One range is to be output from the listing below, exactly as written: the line with "target = glass storefront" to the line with "target = flat cap", both kept.
- - - - - - -
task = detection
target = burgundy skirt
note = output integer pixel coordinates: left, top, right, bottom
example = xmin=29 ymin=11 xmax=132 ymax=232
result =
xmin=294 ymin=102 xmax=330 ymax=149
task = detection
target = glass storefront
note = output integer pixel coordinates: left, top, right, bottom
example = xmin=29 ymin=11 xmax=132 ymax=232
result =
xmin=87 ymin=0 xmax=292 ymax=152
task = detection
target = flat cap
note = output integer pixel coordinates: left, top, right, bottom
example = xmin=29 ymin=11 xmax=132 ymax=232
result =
- - - - - - -
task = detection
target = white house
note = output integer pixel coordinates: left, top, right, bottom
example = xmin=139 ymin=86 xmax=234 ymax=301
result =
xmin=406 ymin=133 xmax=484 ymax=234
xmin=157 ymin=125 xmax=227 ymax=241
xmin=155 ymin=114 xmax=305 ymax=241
- - - - - - -
-- Finished exercise --
target = glass storefront
note = output integer pixel coordinates: left, top, right, bottom
example = xmin=29 ymin=11 xmax=132 ymax=232
result =
xmin=87 ymin=0 xmax=292 ymax=152
task = detection
target = flat cap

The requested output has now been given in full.